▶ _Data for processing_
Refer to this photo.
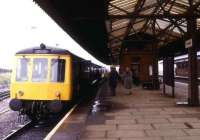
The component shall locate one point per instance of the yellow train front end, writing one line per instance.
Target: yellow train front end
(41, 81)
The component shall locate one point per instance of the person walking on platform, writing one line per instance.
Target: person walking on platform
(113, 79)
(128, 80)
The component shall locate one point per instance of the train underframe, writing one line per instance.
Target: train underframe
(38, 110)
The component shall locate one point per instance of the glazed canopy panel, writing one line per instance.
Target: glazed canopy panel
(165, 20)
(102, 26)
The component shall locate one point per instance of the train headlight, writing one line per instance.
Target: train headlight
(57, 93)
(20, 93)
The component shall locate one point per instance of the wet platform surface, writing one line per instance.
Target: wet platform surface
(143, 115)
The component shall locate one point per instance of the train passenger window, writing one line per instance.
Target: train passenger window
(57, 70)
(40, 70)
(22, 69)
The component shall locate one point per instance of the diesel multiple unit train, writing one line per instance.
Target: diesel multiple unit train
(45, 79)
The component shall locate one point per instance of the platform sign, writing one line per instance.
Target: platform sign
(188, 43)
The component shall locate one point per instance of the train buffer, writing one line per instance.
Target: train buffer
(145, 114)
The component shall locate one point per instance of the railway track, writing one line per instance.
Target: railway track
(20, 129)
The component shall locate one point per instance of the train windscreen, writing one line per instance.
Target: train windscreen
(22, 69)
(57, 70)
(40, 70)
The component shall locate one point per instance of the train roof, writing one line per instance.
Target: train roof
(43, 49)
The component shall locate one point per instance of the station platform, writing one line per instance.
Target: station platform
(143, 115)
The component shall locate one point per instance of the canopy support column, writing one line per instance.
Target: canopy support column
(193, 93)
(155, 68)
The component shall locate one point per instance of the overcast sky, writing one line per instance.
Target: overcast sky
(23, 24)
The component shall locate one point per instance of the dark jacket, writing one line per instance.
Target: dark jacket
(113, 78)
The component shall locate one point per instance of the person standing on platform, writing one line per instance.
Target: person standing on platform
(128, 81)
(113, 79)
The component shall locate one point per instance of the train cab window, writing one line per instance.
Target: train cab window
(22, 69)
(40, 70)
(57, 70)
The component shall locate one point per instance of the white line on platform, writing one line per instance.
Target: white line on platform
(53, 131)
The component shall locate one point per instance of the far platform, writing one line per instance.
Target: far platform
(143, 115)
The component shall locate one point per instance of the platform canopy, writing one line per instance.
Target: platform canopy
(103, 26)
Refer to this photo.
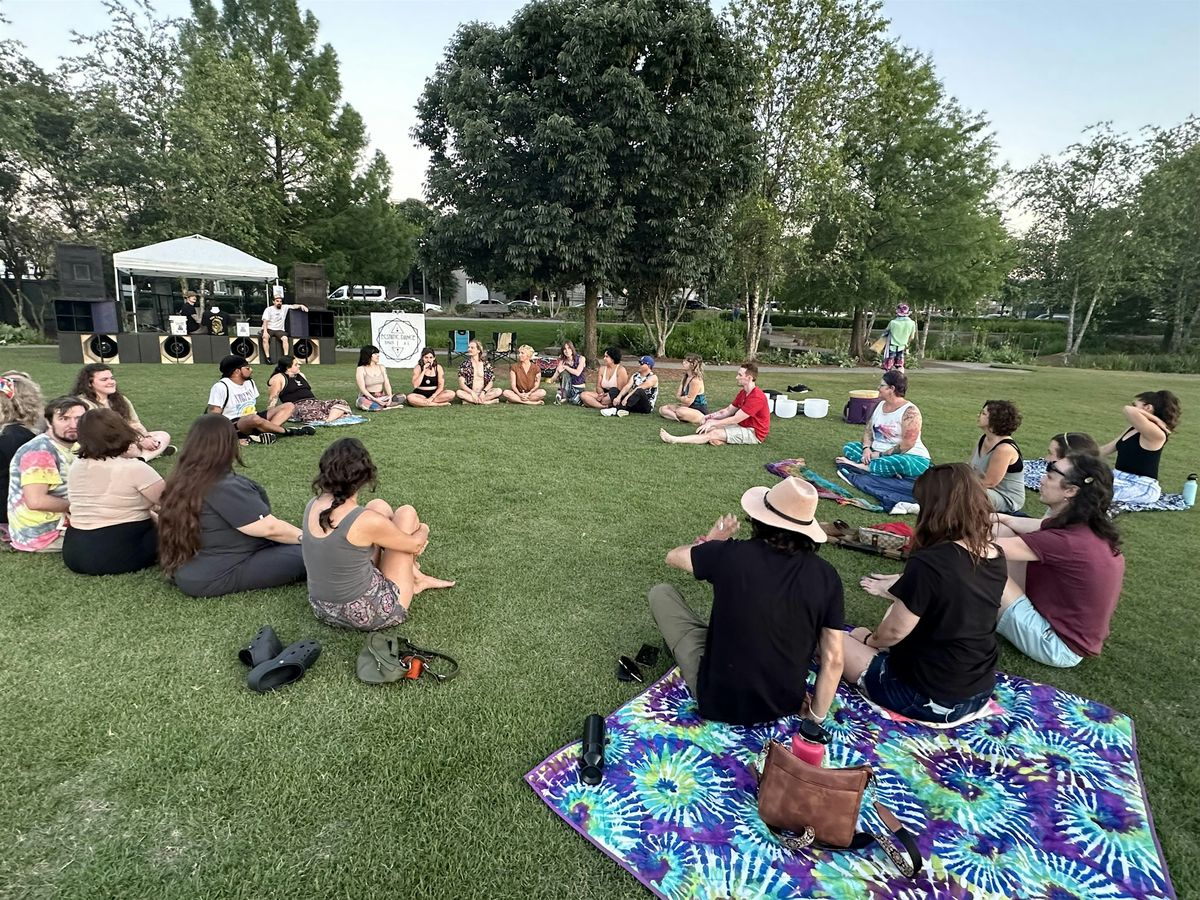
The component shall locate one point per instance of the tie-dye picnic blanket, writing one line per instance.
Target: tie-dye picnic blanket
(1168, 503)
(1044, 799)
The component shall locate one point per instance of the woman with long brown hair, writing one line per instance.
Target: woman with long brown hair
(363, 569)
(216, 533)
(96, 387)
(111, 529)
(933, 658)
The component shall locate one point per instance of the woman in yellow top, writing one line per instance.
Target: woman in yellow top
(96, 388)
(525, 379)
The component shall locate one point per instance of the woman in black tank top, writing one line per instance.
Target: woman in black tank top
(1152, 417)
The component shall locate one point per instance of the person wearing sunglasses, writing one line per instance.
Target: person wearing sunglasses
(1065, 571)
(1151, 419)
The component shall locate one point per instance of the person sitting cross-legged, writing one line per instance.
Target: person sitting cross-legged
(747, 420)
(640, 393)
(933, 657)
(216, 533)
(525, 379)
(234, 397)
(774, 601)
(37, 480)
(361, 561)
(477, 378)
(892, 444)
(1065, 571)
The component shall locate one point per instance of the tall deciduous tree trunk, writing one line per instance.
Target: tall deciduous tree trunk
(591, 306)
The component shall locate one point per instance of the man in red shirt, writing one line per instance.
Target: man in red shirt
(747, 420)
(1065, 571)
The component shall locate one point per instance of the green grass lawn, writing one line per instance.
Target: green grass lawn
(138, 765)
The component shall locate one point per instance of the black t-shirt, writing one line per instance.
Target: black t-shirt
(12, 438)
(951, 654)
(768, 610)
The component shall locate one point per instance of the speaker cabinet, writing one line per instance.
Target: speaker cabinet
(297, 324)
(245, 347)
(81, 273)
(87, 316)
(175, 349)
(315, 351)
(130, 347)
--
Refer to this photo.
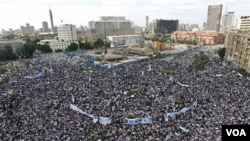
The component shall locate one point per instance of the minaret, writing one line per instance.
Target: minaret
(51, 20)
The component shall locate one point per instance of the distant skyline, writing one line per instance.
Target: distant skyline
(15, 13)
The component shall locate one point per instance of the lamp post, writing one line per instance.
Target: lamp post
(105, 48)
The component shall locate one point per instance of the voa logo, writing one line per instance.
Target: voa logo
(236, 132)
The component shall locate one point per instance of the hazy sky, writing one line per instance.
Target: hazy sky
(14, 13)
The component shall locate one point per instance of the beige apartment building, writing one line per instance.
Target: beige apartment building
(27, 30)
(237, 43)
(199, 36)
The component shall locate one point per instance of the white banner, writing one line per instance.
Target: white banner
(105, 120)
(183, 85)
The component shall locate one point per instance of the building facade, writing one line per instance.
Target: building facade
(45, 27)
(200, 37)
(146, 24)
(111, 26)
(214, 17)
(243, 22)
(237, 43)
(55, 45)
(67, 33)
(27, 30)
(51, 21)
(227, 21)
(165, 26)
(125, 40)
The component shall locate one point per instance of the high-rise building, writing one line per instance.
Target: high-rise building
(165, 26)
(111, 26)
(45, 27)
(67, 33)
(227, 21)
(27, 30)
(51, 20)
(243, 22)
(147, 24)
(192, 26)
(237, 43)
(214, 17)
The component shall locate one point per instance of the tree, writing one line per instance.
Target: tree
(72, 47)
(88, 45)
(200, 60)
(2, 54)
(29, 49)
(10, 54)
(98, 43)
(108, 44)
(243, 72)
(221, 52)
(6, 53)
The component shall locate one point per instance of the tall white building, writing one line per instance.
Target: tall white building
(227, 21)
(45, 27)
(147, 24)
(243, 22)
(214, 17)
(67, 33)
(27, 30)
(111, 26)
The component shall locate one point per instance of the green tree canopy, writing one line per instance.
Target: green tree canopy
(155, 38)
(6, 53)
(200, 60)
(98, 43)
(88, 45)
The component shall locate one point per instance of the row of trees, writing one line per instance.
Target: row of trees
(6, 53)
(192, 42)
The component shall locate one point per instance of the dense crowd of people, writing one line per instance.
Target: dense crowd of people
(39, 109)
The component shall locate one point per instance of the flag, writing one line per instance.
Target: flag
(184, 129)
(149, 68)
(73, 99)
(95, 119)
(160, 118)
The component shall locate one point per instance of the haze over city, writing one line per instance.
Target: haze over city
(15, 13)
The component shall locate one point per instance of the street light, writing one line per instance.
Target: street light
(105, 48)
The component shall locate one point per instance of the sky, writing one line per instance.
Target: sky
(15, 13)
---
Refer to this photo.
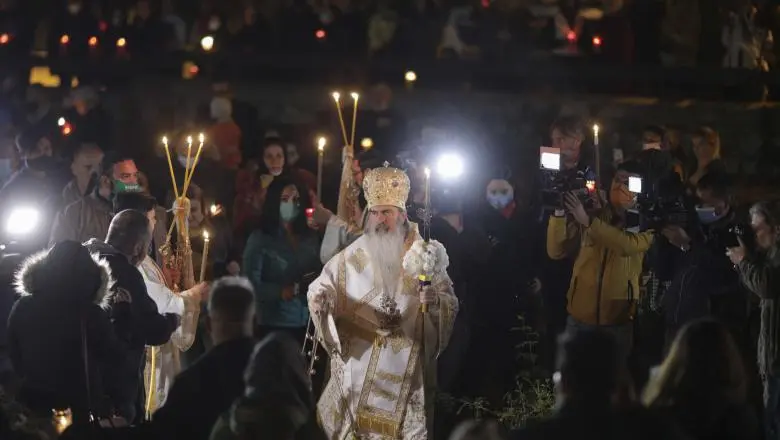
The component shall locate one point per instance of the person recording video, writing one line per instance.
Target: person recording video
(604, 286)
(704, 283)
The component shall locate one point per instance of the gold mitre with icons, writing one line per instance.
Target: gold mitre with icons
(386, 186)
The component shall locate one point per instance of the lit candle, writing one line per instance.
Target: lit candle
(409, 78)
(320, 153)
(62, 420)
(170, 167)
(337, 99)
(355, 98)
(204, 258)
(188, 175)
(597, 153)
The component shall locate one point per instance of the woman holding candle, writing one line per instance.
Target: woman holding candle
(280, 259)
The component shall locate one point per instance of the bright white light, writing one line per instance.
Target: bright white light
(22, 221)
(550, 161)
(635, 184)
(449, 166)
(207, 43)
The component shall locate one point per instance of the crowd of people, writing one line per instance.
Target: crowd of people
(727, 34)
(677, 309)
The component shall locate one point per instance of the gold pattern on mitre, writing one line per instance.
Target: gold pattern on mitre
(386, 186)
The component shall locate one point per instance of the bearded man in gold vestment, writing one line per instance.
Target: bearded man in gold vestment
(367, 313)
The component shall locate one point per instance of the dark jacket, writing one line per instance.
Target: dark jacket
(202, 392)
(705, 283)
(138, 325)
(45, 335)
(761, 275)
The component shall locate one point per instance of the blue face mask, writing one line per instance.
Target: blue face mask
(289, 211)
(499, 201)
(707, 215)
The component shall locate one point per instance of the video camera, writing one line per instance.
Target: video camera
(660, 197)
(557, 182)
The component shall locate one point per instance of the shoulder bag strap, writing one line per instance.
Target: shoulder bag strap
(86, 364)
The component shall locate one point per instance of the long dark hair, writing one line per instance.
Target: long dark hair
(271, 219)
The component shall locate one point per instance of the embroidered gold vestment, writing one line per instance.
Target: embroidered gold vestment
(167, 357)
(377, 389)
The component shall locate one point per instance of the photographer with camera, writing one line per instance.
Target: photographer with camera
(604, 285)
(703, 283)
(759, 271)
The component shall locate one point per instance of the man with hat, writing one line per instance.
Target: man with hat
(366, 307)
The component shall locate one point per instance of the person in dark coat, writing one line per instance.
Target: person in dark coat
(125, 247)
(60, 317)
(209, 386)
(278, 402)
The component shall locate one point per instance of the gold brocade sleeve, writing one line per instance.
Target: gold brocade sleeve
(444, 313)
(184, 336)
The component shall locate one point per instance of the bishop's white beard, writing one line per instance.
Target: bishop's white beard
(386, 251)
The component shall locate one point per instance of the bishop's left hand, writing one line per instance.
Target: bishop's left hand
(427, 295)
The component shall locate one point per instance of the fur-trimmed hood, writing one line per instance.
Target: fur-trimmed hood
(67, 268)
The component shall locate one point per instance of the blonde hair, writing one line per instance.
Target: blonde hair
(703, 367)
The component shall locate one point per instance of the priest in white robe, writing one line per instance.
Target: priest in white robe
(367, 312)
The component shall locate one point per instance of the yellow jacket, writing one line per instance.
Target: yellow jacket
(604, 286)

▶ _Task description_
In the listing above, locate the line containing "The component shall locate one point per instance of the blue" and the line containing "sleeve, writing one line per instance.", then transcribe both and every line between them verbatim.

▶ _Reply to the task_
The component shall locate one point per instance of the blue face mask, writing one line per instance.
Target: blue face mask
(289, 211)
(499, 201)
(707, 215)
The component shall locate one point per instance of the video camera, writing one line per instance.
Target: video camera
(660, 197)
(557, 182)
The component shall locate one point per instance of the shoulder bag strap, writing one line per instance.
Target: shoulder bag strap
(86, 364)
The component shall locate one point per instance of the long dark hair, writing one line per instance.
Target: long dark hair
(271, 219)
The component shall locate one point per instance of the embroidered gold vestment, writing one line per instance.
Target: embroidered gold vestment
(167, 357)
(377, 389)
The component shall locate one point per instance of the photographer with camera, writing one line per instance.
Target: photographer with camera
(604, 285)
(703, 283)
(759, 271)
The component shall locate one point per instance of the man with hat, writing one line per instance.
Target: man with hat
(366, 307)
The component shall locate one point per instance of the person in dark coat, writing one line per instance.
Target: person in dark coat
(125, 247)
(60, 317)
(209, 386)
(278, 402)
The component shall locate one point per instance of the gold brocade sleeve, writing one line per instance.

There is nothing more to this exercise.